Will AI replace the programmer? Not so fast
19 June, 2023
Nir Dobovizki, a senior software architect at CodeValue, says AI tools definitely empower programmers, but less likely to replace them in the foreseeable future
The field of artificial intelligence (AI) is revolutionizing automation, and large language models (LLMs) like ChatGPT are at the forefront. These models showcase impressive capabilities in generating textual and graphic content and engaging in interactive dialogues with humans. The application of AI in areas such as sales, customer service, and teaching is expanding, transforming professions we never thought computers could perform.
Code, being a language itself, is abundant on the web, presenting a vast pool of data with which neural networks can be trained to code on demand. This automation initially appeared with GitHub Co-pilot and is now further exemplified by ChatGPT 4, which can automatically generate code for any task.
In our technology-driven world, programming has become one of the most sought-after and esteemed professions. However, an ironic question arises: Can AI replace programmers?
Nir Dobovizki, a senior software architect at CodeValue, has embraced tools like ChatGPT as part of his programming routine. While these tools are impressive and make a programmer’s life more convenient, they do not pose a threat to their jobs, according to Nir.
Nir emphasizes the need to break down the concept of “artificial intelligence.” He views it as a marketing term, clarifying that there is no manifestation of true intelligence, understanding, or knowledge in these tools. They are statistical instruments, albeit remarkable ones. AI lacks the genuine ability to differentiate between truth and falsehood, or to distinguish facts on its own.
“For me, one of the primary purposes of code is effective communication to fellow programmers, ensuring they understand my intentions beyond mere functionality. Code is akin to a story, and clarity matters. These tools, although capable of performing tasks, often lack style, hindering collaborative coding efforts.”

══════════

Tasks to complete -
1. Summarize the article on whether AI will replace programmers in two sentences.
2. Resume the article on whether AI will replace programmers, writing on from its final paragraph.

[Segmentation mask data]
══════════

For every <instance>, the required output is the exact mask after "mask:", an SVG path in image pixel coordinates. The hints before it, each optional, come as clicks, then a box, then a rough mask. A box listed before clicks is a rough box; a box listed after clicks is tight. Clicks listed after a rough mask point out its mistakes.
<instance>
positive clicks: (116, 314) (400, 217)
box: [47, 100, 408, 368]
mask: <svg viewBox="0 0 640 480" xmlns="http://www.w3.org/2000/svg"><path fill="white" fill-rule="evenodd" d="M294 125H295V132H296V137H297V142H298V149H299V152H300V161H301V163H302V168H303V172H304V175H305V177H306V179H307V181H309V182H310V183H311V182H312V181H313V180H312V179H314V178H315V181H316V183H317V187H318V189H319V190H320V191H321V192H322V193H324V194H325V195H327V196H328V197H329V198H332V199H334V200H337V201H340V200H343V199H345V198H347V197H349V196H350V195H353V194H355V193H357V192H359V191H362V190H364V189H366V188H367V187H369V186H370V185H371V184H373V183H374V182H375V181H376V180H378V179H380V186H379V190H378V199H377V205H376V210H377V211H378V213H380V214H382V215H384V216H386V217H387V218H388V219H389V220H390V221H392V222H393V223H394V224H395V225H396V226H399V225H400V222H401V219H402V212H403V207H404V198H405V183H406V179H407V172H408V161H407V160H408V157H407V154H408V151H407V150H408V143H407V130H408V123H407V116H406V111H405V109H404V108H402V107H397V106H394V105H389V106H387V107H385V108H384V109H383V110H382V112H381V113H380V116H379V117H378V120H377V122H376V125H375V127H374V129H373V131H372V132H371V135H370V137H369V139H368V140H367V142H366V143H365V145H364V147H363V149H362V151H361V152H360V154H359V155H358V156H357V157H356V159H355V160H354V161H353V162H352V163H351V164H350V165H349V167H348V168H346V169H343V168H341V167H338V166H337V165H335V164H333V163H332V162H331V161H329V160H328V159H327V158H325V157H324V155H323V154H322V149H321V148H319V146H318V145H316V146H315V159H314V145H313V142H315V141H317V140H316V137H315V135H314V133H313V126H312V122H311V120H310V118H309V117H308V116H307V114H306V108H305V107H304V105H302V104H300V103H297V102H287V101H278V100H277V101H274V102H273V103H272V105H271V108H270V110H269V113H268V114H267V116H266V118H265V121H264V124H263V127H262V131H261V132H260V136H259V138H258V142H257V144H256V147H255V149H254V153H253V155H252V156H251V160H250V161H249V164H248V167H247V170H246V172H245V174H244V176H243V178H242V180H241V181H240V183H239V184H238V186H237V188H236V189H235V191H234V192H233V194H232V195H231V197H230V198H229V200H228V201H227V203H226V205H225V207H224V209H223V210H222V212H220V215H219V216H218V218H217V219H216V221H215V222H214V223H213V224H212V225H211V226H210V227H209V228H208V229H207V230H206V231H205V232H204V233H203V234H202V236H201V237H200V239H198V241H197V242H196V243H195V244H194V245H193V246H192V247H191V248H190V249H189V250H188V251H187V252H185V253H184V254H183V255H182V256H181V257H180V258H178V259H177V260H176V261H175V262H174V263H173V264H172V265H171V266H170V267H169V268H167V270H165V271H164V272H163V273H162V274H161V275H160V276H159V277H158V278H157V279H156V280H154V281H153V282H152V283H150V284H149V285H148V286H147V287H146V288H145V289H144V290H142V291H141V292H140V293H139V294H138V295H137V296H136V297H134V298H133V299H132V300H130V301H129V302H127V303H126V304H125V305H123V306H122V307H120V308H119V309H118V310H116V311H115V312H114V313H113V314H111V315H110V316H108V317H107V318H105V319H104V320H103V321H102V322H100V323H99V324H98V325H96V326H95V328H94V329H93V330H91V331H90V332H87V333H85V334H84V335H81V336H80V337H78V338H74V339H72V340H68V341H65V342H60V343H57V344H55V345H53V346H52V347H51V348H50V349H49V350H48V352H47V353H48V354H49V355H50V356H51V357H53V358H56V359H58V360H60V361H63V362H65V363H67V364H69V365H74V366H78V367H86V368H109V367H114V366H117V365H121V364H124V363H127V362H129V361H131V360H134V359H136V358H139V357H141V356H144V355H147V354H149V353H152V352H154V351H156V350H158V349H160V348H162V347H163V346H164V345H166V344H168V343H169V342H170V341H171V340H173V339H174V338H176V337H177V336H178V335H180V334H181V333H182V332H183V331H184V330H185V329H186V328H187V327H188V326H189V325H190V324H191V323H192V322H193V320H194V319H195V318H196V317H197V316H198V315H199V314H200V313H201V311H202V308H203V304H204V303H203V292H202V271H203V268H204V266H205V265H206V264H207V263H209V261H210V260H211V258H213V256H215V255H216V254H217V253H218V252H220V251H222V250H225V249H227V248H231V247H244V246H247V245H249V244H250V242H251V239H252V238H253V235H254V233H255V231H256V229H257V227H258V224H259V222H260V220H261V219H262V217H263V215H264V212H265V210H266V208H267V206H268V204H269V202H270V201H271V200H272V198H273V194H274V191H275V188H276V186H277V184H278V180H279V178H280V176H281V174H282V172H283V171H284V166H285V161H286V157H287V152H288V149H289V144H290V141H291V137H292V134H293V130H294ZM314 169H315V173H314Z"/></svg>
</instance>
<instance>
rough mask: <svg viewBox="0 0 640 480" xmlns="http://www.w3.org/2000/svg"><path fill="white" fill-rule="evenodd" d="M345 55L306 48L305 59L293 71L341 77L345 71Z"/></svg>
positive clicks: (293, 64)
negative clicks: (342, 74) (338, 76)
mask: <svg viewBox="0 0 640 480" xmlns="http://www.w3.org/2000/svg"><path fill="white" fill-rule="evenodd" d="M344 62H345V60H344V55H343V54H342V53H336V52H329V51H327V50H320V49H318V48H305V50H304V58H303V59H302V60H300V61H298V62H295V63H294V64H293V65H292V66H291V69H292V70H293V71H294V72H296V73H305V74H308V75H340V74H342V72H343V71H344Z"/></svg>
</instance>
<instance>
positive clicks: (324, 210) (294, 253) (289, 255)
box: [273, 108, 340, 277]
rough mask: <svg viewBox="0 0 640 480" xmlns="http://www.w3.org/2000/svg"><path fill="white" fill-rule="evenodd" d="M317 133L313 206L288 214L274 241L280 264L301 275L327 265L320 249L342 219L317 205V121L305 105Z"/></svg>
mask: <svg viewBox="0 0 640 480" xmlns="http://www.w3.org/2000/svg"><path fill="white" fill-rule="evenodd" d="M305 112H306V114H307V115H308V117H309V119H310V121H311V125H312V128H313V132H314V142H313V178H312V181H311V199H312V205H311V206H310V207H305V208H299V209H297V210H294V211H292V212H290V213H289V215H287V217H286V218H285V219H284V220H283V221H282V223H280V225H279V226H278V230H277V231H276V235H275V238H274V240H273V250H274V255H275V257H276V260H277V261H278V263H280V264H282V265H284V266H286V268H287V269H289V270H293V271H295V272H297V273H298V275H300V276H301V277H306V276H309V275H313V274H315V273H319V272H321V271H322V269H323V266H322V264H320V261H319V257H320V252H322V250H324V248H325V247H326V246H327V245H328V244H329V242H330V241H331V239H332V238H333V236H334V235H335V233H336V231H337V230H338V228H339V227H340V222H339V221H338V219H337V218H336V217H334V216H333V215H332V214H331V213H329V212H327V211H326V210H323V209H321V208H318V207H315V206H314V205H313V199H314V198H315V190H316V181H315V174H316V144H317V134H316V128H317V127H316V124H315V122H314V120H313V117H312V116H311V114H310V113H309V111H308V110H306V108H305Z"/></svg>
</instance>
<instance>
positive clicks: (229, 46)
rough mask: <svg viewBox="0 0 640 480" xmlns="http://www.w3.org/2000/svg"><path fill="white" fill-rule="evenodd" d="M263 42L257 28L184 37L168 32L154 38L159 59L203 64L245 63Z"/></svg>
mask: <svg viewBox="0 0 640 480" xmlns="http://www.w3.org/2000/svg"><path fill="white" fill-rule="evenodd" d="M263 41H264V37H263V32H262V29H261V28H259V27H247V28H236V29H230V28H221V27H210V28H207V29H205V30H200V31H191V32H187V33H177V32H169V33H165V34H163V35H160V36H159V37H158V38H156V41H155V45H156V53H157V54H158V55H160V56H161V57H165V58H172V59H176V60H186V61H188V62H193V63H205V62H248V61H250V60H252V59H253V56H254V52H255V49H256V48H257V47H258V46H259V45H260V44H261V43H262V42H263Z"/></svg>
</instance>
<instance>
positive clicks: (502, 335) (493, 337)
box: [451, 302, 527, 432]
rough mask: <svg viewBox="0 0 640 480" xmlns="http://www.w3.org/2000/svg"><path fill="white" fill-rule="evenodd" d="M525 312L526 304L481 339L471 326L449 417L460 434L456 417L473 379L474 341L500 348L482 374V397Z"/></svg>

══════════

Answers by item -
1. Large language models such as ChatGPT are automating a growing range of work, including the generation of code on demand, which raises the question of whether AI can replace programmers. Nir Dobovizki, a senior software architect at CodeValue, uses these tools and says they are statistical instruments without true understanding that make programmers' lives more convenient without threatening their jobs, partly because the code they produce often lacks the style that collaborative coding needs.

2.
So how does one effectively utilize these tools?
“It’s undoubtedly an automated tool that offers significant assistance—an advancement in automation. However, I only use it for tasks I’m familiar with. If it’s something I’m unsure about, I won’t be able to verify whether the AI has executed it correctly. I rely on these tools for problems I comprehend, saving me considerable typing and providing confidence in the accuracy of the written code.”
The term “artificial intelligence” itself poses challenges, obscuring the creation and operation of these models. Nir Dobovizki highlights that each model and neural network is a product of the data used to train and validate it. Training these models necessitates abundant and high-quality data, with the exact quantity being uncertain in advance. It’s a process of trial and error, with verification playing a vital role. However, biases can emerge at both the training and verification stages, leading to gender and ethnic biases in certain applications like facial recognition systems that excel at identifying white individuals but fail with Black individuals. Bias stems from the data used for training and validation.
“Perfect verification is essentially impossible; biases may persist due to how we test the model. Therefore, involving humans in the training and operational processes is crucial for vigilance and error correction. We must exercise great caution, particularly when dealing with systems that impact human life, such as autonomous driving systems. Any bias within such systems could jeopardize human safety.”
At present, these tools are incapable of coding complex tasks requiring a deep understanding of multifaceted interactions. These challenges remain exclusively within the realm of skilled and experienced programmers. Even when these tools generate convincing code for intricate problems and perform well in a development environment, there is no way to ensure they are free from critical bugs. These tools empower programmers and may reduce the required workforce, but they are far from replacing programmers, both in their capabilities and in the foreseeable future.
In conclusion, AI-driven tools have ushered in a new era of automation in programming, amplifying the capabilities of programmers while preserving their indispensable role in tackling complex challenges. The collaborative efforts of humans and AI continue to shape the future of programming, offering promising prospects for enhanced productivity and innovation.